__Data supplied__:
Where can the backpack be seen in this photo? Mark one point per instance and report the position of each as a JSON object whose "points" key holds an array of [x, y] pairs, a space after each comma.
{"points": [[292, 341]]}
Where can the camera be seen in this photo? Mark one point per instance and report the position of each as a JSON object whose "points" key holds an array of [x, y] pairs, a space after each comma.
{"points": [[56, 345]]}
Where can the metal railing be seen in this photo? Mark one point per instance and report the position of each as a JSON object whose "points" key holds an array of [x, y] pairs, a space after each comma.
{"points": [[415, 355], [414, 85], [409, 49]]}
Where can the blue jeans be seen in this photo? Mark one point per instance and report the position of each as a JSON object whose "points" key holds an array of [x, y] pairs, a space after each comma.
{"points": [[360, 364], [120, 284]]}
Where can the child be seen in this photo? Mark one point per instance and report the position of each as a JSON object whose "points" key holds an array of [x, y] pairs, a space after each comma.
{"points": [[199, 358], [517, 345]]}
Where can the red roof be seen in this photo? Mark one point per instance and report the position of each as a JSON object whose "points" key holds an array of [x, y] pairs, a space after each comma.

__Exercise task__:
Copy out the data shown above without altering anything.

__Answer in full__:
Where can the backpack be seen in this photo? Mark one point per instance and report the position of each as a JSON object whose "points" key holds an array of [x, y] pairs, a space after each comma.
{"points": [[292, 341]]}
Where can the camera be seen in this photo? Mark one point per instance and report the position of each as a JSON object whose "points" key holds an array of [x, y] pairs, a space after each comma.
{"points": [[56, 345]]}
Where can the metal railing be seen in this photo? Mark one point per instance and report the position of each as a JSON object whose "points" key holds an array of [x, y] pairs, a space after each comma.
{"points": [[415, 355], [414, 85], [409, 49]]}
Where can the blue jeans be seen in this photo? Mark one point per instance and report the position of each as a JSON object whose "points" key holds an array of [x, y] pairs, a space after each comma.
{"points": [[360, 364], [120, 284]]}
Where can the child be seen in this photo? Mark one point per instance and report the position of each as a JSON object whose "points" key holds an array of [x, y] pairs, a space after each comma.
{"points": [[199, 358], [517, 345]]}
Where can the red roof be seen in this photo? Mark one point per instance and report the position of each as a JSON object whose "points" key holds an array of [x, y] pairs, a space after each comma.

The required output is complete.